**Aufgabe 1**
Welcher Restaurantführer kehrt laut der Kolumne nach Österreich zurück?
**Aufgabe 2**
Gib den Abschnitt der Kolumne wortgetreu aus, beginnend bei „Foto: Nina Mohimi“ und endend bei „zur Diskussion stellen.“.

**Textauszug**
......
Kolumnen

No Filter: Sterne, die glänzen und blenden!

von Nina Mohimi


Foto: Nina Mohimi

Österreichs Gastronomielandschaft erlebt gerade ein aufregendes Ereignis: die (für Brancheninsider:innen wenig überraschende, weil lange diskutierte) Rückkehr des renommierten Guide Michelin fürs ganze Land steht anscheinend bevor. Damit wird der österreichischen Gastronomie wieder der rote Teppich – oder besser gesagt, der rote Guide – ausgerollt.
Aber auch wenn die heimischen Medien aktuell lieber darüber berichten, welche Beträge dafür ausgegeben werden, den Guide wieder nach Österreich zu holen und wie sich einige Herausgeber:innen darüber echauffieren (ob berechtigt oder nicht), möchte ich gerne etwas ganz anderes zur Diskussion stellen.
......
**Gegebene Angaben**
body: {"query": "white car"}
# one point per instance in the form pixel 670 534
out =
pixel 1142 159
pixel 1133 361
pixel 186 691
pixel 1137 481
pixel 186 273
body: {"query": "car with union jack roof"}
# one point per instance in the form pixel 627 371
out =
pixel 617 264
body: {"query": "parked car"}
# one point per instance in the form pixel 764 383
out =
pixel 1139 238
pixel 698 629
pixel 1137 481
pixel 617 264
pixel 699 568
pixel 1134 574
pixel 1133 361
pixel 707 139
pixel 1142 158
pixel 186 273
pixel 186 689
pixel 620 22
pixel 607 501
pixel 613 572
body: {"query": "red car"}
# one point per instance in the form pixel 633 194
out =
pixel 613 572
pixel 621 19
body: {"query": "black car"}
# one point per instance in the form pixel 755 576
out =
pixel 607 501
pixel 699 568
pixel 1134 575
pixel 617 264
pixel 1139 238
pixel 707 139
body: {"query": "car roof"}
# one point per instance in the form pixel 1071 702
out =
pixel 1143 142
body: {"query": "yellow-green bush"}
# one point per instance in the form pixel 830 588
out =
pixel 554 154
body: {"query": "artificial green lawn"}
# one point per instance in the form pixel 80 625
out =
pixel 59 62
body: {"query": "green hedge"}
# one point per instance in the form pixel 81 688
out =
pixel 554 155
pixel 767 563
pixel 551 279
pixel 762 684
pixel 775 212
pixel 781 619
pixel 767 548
......
**Richtige Antwort 1**
Der Guide Michelin.

**Richtige Antwort 2**
Foto: Nina Mohimi

Österreichs Gastronomielandschaft erlebt gerade ein aufregendes Ereignis: die (für Brancheninsider:innen wenig überraschende, weil lange diskutierte) Rückkehr des renommierten Guide Michelin fürs ganze Land steht anscheinend bevor. Damit wird der österreichischen Gastronomie wieder der rote Teppich – oder besser gesagt, der rote Guide – ausgerollt.
Aber auch wenn die heimischen Medien aktuell lieber darüber berichten, welche Beträge dafür ausgegeben werden, den Guide wieder nach Österreich zu holen und wie sich einige Herausgeber:innen darüber echauffieren (ob berechtigt oder nicht), möchte ich gerne etwas ganz anderes zur Diskussion stellen.